I have been thinking about pause points. Actually, I've been living them. This past week's vacation was itself a hiatus from the usual activities of life. It was also a time to practice the art of pausing, and to do so frequently during my more leisurely days.
Vacation comes from the Latin vacare, which means unoccupied. And so, though I had things that needed and wanted doing, I also quite intentionally allowed myself moments of idleness when I disengaged from productivity and accomplishment.
While kayaking on sweet, pristine, little North Lake, I took my paddle from the water as we drifted along the shoreline, marveling at small trees seeming to grow directly out of rocks, or at least from pockets of soil that had settled into their crevices.
I dropped into stillness amid COVID tensions to seek the best path forward, one that allowed me to disagree respectfully and honor our interconnectedness as we walk this road together.
As the backyard echoed with the indignant squawks of fledging magpies, I stopped to rejoice in the survival of eggs threatened weeks earlier by a raven. I also laughed as magpie parents insisted just as raucously that their young could now feed themselves.
I stilled in the midst of creating a collage, while cooking, when zooming with friends who live far away, as the sun set and as it rose, while I lifted weights and did yoga, all in addition to periods of sitting meditation. And in pausing, my soul was fed.
Yes, pausing feeds the soul. Not only is it a venerable spiritual practice, but one could assert, quite rightly it seems to me, that pausing is the only spiritual practice, though it comes in numerous forms and with many applications.
□ □ □ □ □
▶ _TASKS TO CARRY OUT_
A. Copy word for word from the essay on pausing everything from "I dropped into" down to "soul was fed.".
B. Extend the essay on pausing with the passage that would follow its last sentence.

▶ _RAW DATA_
□ □ □ □ □
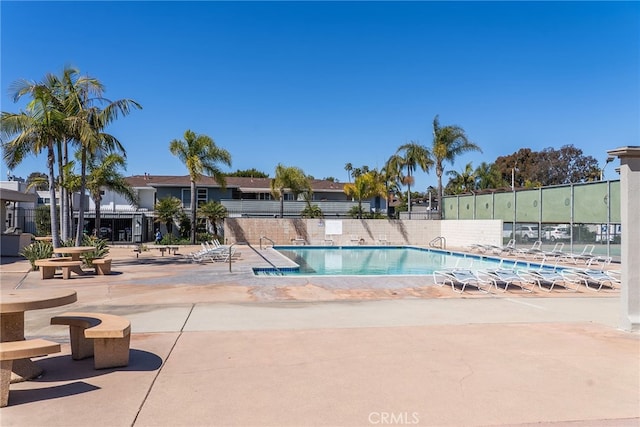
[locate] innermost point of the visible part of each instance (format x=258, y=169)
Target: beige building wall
x=340, y=232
□ □ □ □ □
▶ _OUTPUTS IN ORDER_
A.
I dropped into stillness amid COVID tensions to seek the best path forward, one that allowed me to disagree respectfully and honor our interconnectedness as we walk this road together.
As the backyard echoed with the indignant squawks of fledging magpies, I stopped to rejoice in the survival of eggs threatened weeks earlier by a raven. I also laughed as magpie parents insisted just as raucously that their young could now feed themselves.
I stilled in the midst of creating a collage, while cooking, when zooming with friends who live far away, as the sun set and as it rose, while I lifted weights and did yoga, all in addition to periods of sitting meditation. And in pausing, my soul was fed.

B.
As I wonder about that, I remember a Krista Tippett interview in which the poet Naomi Shihab Nye shared the Japanese concept of yutori, which she translated as spaciousness. Nye tells us that yutori is, "a kind of living with spaciousness...(such as) leaving early enough to get somewhere so that...when you get there, you have time to look around."
We are often so very busy, so focused on our individual concerns, that our attention collapses and we ignore the vastness of All That Is. Pausing allows us to reverse that process. In pausing, we are better able to open and to receive. When we avail ourselves of yutori's encouragement "to look around", we can access at least a smidge of that which lies beyond, or perhaps that which ever hums deep within the surface particulars of our lives.
A key to what that might be can be found in the numerous reports of Near-Death Experiences (NDEs), such as those shared by Pueblo poet Margaret Honton in her new book Dream Encounters, A Memoir Based on One Woman's Dreams over a Period of 50 Years. Not only is this book an in-depth primer on how to mine the nuggets that often pass unnoticed within our dreams, but in a chapter entitled Beyond All Boundaries, Honton briefly refers to her NDE that occurred as a result of a car accident in 1990.
"I experienced a state of vastness," she writes, "that exceeded all previous conceptualizing. Infinity was no longer a concept but a reality and it was suffused with Infinite Love...not a place but a state of being--without boundaries, yet all-embracing."
While it is rare for earthbound beings to fully experience that dimension while we are doing our work and our play in this one, there is something about that realm that is infinitely (pun intended) compelling. Therefore, we practice pausing so that we might open to it.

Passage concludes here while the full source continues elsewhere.